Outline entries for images
━━━━━━━━━━
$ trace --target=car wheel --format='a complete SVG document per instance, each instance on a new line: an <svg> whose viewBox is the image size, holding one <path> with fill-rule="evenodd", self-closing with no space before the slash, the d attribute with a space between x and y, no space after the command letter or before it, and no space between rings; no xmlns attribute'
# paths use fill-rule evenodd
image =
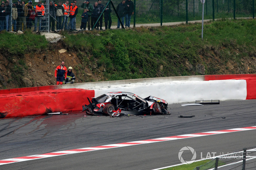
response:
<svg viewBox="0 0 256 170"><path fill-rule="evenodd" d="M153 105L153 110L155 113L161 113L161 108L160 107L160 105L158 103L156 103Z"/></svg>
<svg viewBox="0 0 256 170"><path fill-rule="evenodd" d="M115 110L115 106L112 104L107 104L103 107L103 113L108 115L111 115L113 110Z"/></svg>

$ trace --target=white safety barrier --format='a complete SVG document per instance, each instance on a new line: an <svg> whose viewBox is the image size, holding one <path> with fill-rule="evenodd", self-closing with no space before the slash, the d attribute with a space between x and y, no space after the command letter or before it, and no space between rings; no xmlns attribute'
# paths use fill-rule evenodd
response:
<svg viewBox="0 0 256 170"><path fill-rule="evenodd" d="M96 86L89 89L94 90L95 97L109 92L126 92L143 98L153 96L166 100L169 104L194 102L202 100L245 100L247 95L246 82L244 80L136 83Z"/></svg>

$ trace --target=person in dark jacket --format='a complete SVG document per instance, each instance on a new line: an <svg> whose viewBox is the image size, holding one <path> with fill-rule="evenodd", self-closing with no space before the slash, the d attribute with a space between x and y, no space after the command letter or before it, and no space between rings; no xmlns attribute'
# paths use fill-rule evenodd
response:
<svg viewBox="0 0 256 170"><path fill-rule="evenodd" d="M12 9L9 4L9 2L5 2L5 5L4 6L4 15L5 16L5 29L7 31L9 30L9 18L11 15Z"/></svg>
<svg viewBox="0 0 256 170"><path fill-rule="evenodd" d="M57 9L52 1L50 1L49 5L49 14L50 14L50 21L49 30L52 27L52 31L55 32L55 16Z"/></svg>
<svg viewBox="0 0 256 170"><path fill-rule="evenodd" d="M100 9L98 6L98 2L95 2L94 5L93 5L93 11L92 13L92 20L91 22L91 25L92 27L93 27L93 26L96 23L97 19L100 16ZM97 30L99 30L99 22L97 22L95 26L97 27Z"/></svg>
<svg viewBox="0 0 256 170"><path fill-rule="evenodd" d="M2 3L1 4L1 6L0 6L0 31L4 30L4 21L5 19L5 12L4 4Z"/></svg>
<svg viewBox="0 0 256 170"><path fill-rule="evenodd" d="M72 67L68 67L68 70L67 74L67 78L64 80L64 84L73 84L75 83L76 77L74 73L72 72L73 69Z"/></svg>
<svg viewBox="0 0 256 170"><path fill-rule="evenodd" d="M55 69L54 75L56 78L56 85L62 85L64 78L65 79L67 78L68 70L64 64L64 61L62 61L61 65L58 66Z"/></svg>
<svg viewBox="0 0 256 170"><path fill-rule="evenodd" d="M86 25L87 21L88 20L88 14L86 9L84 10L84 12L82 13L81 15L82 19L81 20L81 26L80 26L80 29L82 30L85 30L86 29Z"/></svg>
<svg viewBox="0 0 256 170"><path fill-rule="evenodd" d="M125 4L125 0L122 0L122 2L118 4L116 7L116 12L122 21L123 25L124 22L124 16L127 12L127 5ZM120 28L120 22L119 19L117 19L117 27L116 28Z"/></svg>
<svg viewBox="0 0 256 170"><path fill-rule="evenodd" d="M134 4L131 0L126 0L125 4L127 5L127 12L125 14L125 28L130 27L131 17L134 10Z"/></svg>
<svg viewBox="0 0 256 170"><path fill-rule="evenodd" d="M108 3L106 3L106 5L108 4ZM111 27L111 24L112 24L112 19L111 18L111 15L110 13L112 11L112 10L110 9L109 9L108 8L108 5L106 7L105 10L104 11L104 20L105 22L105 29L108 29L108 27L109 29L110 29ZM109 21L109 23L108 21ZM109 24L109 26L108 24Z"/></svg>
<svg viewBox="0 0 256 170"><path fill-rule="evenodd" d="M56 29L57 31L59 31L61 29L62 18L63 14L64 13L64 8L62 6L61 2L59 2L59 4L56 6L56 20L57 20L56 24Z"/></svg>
━━━━━━━━━━
**Exercise objective**
Copy the stretch from the start of the items through the line containing "86L89 89L94 90L95", swapping "white safety barrier" for "road barrier" and keeping everything else the same. Leave the pictures out of your answer.

**Answer to the problem**
$ trace --target=car wheel --format='a complete SVG document per instance, each instance on a new line: an <svg> whose viewBox is the image size, holding one <path> with fill-rule="evenodd", self-closing with no space before the slash, the d attribute with a space between x and y, no space after the command letter or before it, and no space between rings; no xmlns attribute'
# paths use fill-rule evenodd
image =
response:
<svg viewBox="0 0 256 170"><path fill-rule="evenodd" d="M153 105L153 110L155 113L161 113L161 108L160 107L160 105L158 103L156 103Z"/></svg>
<svg viewBox="0 0 256 170"><path fill-rule="evenodd" d="M115 110L115 106L112 104L107 104L103 107L103 113L108 115L111 115L113 110Z"/></svg>

$ trace --target=road barrier --format='a complete SVG document per instance, each instance on a new line: an <svg> whose viewBox is the image size, holding one <path> with fill-rule="evenodd", self-closing with no space before the slash, the d attribute with a space between x and y, no space after the command letter or before it, and no space between rings; no xmlns attribute'
# paths use fill-rule evenodd
response:
<svg viewBox="0 0 256 170"><path fill-rule="evenodd" d="M96 86L89 89L94 90L95 97L109 92L126 92L143 98L153 96L166 100L169 104L194 102L202 100L245 100L247 95L246 82L244 80L136 83Z"/></svg>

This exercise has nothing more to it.